Set task - Below is some data. List every line in it that contains the word "trousers", treating uppercase and lowercase as different.

= = = = =

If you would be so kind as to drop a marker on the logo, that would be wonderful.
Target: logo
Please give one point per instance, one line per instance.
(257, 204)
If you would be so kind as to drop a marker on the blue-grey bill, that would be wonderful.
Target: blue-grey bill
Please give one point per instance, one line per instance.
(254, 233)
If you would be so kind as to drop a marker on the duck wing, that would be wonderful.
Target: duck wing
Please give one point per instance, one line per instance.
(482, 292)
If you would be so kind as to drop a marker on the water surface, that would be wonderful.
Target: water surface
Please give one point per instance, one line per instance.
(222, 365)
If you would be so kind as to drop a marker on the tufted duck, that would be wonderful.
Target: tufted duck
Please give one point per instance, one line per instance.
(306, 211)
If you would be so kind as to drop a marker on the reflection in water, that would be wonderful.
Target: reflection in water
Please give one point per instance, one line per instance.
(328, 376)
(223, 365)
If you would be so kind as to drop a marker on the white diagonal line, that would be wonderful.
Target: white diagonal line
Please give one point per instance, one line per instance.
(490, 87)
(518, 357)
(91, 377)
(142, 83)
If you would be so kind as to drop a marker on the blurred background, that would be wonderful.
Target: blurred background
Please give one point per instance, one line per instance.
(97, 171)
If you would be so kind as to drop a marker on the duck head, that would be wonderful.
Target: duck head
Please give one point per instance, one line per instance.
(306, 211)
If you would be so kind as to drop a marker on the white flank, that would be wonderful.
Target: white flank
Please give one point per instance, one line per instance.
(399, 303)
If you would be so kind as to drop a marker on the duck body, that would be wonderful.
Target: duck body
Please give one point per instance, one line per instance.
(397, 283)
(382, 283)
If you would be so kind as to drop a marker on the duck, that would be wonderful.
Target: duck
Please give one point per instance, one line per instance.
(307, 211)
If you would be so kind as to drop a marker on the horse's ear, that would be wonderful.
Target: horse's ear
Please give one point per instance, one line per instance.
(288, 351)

= = = = =

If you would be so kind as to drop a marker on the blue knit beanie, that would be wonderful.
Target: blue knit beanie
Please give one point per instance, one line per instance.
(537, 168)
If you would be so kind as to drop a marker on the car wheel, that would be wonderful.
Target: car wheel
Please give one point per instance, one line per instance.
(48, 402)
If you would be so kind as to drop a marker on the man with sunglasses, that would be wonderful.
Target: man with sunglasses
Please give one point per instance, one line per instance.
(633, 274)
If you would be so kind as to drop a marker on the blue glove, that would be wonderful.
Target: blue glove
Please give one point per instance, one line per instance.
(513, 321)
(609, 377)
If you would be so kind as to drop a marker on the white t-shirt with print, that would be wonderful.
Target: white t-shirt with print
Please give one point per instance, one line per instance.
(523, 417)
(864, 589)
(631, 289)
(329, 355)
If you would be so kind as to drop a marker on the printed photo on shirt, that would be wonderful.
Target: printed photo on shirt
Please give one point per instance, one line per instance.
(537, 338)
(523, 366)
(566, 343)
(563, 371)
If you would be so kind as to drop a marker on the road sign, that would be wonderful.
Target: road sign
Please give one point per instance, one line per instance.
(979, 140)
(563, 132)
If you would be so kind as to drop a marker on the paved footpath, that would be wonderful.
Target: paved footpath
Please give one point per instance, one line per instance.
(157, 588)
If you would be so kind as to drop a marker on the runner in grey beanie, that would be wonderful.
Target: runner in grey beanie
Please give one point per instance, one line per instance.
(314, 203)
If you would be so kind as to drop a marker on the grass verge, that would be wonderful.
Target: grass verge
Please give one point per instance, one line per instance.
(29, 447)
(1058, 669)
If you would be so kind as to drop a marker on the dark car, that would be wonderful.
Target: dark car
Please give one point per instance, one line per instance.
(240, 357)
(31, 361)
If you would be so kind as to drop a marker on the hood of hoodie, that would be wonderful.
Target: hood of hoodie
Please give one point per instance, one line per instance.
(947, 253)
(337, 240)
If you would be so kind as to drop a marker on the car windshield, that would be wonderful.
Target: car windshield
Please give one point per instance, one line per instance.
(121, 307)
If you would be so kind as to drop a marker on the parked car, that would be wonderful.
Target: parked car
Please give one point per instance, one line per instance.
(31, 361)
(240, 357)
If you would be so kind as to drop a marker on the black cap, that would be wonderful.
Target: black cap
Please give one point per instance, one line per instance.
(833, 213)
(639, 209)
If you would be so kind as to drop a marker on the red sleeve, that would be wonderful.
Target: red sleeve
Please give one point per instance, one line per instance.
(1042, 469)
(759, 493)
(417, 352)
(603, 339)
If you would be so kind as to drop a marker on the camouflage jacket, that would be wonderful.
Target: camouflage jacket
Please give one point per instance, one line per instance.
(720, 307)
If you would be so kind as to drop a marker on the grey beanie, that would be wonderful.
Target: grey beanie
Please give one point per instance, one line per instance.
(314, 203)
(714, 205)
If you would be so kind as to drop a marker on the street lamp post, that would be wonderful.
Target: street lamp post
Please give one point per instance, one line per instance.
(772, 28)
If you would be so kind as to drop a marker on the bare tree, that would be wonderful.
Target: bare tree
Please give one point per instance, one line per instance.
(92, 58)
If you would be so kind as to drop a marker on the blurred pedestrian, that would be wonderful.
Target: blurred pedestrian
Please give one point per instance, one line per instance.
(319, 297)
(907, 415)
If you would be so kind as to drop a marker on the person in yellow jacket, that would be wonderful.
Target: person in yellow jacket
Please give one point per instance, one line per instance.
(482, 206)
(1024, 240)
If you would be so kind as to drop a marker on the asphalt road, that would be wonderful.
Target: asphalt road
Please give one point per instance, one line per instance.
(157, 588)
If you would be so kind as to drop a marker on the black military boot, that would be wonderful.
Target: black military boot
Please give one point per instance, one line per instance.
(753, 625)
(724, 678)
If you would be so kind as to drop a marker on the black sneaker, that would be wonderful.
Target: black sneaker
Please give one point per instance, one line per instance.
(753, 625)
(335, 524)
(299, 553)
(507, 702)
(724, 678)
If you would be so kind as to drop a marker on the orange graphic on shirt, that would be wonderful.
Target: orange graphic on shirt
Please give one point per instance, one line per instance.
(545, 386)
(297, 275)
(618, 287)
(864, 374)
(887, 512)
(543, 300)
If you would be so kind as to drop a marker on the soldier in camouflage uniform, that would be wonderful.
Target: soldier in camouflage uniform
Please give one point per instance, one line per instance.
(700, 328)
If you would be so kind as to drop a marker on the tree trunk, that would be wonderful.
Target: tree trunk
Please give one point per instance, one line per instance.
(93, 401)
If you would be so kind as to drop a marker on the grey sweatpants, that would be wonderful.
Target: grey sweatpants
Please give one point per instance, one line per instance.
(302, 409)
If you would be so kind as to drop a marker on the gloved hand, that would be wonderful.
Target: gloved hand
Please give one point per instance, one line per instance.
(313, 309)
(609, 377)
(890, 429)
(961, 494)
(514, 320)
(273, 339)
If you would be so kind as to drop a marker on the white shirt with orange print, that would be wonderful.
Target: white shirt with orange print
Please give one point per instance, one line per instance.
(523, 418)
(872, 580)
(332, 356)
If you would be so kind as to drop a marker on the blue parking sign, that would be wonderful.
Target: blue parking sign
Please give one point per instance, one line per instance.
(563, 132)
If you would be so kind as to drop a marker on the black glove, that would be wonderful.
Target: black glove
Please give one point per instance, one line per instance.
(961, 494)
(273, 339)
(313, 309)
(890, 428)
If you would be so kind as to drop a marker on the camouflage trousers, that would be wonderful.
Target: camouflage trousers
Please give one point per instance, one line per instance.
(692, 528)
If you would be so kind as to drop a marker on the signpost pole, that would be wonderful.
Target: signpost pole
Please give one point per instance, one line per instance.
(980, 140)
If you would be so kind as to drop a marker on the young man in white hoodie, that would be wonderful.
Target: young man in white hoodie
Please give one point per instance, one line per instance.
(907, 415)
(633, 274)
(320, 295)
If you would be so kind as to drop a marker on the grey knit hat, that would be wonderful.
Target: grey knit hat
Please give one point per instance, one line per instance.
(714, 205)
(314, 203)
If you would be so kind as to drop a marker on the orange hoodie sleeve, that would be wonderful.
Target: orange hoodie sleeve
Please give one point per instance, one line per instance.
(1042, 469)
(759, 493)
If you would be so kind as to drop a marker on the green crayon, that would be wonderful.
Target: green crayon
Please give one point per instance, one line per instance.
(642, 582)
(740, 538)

= = = = =

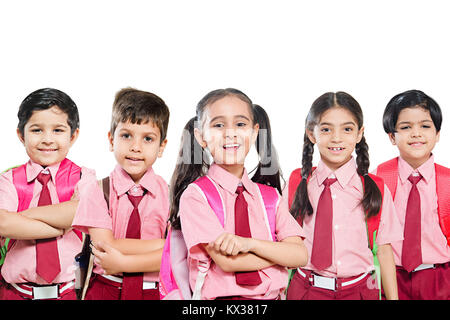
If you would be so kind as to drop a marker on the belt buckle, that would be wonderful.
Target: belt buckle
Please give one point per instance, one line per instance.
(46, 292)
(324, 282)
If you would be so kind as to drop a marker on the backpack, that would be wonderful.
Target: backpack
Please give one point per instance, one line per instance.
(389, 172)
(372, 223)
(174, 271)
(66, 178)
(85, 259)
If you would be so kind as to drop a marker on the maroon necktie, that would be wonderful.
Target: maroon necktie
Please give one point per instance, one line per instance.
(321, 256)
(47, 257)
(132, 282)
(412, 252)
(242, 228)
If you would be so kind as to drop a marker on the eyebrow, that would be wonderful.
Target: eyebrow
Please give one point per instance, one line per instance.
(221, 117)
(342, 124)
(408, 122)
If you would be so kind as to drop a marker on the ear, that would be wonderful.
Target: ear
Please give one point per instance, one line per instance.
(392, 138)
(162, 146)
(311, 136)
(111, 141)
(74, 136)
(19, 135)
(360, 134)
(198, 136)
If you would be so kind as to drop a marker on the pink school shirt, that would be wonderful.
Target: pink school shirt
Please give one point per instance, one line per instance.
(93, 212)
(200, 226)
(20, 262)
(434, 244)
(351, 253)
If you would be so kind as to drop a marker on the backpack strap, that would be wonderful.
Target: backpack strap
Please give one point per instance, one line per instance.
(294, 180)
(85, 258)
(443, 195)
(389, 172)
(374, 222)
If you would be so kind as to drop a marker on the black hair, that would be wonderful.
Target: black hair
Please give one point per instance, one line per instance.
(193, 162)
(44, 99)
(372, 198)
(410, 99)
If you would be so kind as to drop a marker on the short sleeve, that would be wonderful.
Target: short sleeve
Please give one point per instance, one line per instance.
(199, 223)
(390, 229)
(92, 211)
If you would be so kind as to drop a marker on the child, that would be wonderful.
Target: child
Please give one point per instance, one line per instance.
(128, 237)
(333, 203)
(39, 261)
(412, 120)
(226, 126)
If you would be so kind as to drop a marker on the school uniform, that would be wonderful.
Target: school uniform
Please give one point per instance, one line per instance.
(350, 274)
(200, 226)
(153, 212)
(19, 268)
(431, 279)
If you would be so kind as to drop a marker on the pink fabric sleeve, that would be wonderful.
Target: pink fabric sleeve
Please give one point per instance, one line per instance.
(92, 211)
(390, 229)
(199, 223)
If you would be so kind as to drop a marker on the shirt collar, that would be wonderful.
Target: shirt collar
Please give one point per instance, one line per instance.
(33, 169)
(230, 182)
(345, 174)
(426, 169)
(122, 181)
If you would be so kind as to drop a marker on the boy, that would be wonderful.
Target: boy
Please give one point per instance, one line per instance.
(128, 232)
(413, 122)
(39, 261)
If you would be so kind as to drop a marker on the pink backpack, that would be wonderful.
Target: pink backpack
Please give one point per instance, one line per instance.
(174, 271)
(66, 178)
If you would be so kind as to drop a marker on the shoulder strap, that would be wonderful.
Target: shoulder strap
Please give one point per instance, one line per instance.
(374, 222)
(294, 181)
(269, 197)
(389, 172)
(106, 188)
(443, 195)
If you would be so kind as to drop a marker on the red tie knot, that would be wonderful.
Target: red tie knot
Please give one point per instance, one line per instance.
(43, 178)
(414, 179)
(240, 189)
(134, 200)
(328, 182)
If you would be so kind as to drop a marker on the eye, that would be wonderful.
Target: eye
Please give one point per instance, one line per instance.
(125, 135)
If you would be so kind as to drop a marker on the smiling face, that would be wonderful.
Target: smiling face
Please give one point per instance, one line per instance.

= = = = =

Exercise output -
If you would be so kind as to drop a marker on the camouflage trousers, that would be wonderful.
Target: camouflage trousers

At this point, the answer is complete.